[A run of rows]
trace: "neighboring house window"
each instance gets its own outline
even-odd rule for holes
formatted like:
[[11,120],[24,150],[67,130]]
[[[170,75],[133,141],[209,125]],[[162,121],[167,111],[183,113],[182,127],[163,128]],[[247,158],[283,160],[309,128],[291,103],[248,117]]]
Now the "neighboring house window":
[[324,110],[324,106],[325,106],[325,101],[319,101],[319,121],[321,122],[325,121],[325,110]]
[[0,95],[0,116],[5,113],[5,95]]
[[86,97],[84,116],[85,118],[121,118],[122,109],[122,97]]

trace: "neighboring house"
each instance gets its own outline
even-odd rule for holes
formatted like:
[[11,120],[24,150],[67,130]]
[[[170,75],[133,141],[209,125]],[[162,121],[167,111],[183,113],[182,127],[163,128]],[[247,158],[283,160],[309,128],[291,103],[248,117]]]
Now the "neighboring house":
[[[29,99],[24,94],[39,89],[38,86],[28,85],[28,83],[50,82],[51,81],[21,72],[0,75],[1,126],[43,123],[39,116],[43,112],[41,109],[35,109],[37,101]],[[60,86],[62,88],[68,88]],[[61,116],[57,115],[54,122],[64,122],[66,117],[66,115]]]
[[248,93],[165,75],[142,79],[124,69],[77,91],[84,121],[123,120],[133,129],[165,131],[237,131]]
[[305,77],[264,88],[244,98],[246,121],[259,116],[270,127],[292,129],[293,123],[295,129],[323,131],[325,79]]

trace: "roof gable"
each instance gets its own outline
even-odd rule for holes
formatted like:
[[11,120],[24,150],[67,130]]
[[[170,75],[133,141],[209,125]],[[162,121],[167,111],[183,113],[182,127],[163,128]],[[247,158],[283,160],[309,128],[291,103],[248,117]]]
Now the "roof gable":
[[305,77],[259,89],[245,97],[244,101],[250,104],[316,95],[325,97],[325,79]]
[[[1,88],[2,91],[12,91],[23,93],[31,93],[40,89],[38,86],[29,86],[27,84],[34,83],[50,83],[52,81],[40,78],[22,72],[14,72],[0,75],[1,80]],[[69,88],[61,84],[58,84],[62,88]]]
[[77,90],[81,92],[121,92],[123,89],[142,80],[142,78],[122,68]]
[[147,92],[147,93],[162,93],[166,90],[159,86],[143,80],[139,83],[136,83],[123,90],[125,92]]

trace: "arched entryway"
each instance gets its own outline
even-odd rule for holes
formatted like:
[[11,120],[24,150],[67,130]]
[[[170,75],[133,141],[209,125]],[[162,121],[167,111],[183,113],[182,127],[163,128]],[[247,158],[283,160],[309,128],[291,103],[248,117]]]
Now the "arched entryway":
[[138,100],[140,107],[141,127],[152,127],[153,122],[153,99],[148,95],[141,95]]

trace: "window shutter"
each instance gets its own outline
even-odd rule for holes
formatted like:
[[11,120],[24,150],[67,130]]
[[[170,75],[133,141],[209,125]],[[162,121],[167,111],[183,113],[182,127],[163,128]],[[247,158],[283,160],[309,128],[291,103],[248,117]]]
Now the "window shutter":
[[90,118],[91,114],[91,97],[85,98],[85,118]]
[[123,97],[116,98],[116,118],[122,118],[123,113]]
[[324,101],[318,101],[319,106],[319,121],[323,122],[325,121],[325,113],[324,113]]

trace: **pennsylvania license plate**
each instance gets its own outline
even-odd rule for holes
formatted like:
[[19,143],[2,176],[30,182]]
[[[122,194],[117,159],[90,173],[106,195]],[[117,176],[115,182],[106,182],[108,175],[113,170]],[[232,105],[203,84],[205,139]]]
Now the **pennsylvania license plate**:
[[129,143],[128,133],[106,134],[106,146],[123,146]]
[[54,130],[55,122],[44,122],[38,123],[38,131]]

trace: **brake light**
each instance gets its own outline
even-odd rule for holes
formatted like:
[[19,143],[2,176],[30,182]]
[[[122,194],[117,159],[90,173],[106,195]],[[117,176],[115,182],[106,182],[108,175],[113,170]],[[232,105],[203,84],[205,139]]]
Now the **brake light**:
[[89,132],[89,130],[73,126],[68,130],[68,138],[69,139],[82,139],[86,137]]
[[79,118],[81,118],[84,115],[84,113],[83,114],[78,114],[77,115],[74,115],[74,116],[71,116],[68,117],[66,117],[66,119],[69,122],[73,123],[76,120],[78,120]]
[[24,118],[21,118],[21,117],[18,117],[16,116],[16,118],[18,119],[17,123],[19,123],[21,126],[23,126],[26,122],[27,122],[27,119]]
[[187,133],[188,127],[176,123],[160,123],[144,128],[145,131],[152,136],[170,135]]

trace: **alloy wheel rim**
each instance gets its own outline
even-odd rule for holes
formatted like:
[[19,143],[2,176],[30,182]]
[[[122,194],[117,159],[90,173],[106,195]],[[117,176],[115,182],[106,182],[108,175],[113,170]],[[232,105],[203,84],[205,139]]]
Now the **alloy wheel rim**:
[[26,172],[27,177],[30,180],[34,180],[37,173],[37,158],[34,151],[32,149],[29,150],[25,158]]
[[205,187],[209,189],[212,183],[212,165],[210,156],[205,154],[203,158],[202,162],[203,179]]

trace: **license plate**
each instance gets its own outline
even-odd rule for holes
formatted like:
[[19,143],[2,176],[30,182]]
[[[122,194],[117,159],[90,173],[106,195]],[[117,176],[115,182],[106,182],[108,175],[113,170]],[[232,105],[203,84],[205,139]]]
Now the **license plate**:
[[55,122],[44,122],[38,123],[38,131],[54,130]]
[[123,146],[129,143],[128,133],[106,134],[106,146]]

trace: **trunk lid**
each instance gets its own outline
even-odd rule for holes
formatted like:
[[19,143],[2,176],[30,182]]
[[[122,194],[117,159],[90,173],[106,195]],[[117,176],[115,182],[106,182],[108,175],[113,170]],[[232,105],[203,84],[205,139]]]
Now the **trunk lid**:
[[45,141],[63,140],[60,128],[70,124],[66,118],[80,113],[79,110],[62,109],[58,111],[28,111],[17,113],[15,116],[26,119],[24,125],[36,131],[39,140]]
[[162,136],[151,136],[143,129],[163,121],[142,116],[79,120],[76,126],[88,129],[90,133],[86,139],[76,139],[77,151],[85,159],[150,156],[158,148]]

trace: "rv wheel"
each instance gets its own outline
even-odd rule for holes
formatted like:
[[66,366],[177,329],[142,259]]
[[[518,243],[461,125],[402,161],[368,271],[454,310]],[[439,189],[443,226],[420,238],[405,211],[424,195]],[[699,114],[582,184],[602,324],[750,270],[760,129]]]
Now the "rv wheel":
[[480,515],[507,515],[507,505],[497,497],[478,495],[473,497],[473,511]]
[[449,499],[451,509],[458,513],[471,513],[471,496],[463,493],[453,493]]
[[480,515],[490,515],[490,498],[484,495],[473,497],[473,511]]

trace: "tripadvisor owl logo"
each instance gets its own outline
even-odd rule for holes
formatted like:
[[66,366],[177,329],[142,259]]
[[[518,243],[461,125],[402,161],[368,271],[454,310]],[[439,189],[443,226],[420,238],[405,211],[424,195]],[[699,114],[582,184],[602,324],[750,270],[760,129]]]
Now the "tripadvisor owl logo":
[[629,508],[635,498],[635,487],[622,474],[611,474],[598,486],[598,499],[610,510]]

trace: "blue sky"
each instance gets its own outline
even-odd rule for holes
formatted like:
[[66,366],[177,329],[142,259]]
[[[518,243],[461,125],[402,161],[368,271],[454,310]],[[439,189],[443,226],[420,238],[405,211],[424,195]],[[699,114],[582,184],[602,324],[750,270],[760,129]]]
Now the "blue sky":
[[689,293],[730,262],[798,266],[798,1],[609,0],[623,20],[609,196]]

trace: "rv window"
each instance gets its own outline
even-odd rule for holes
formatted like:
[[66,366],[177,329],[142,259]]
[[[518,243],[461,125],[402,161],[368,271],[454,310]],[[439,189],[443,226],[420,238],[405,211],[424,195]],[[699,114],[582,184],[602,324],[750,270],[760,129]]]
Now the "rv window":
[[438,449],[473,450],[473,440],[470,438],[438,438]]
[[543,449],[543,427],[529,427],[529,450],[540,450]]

__WHAT NEEDS TO BE DONE__
Select every line in the rows above that contains the word "logo", matching case exactly, and copy each one out.

__TASK ANSWER__
trace: "tripadvisor owl logo"
Now the "tripadvisor owl logo":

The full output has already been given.